= The exercise =
Quote precisely the final stretch of the listing: start at the line containing "Return one point per instance of the road" and stop after the last line.

= Object pointing dataset rows =
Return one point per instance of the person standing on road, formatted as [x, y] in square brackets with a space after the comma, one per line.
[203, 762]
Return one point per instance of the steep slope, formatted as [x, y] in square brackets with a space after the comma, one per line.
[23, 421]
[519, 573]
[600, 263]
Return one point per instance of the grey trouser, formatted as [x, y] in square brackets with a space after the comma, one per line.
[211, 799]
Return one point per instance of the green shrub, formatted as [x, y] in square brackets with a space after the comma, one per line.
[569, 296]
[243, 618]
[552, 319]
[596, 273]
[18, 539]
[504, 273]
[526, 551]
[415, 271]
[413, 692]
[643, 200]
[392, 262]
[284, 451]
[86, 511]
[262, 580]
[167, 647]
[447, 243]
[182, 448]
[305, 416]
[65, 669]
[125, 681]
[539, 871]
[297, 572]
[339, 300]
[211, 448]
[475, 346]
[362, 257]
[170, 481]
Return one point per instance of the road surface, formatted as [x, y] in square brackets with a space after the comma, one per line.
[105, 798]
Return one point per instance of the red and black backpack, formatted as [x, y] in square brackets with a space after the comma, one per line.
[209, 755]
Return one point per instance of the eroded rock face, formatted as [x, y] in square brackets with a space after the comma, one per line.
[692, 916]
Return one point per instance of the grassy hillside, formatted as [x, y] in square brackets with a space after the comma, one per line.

= Solution to this exercise =
Return one point per instance of the road surface, formatted as [x, y] in square brackets with a space after the comma, one per line.
[105, 798]
Return one point per instance of the red and black backpack, formatted as [x, y] in square brackets with a space after the comma, one per line.
[209, 755]
Return one point per instance of the eroded rock face, formatted as [x, y] in square brackets with a space after the comma, one per line.
[692, 916]
Return one point per instance of the grassy hillside, formatted as [x, y] in square brackets with a space after the comma, one per line.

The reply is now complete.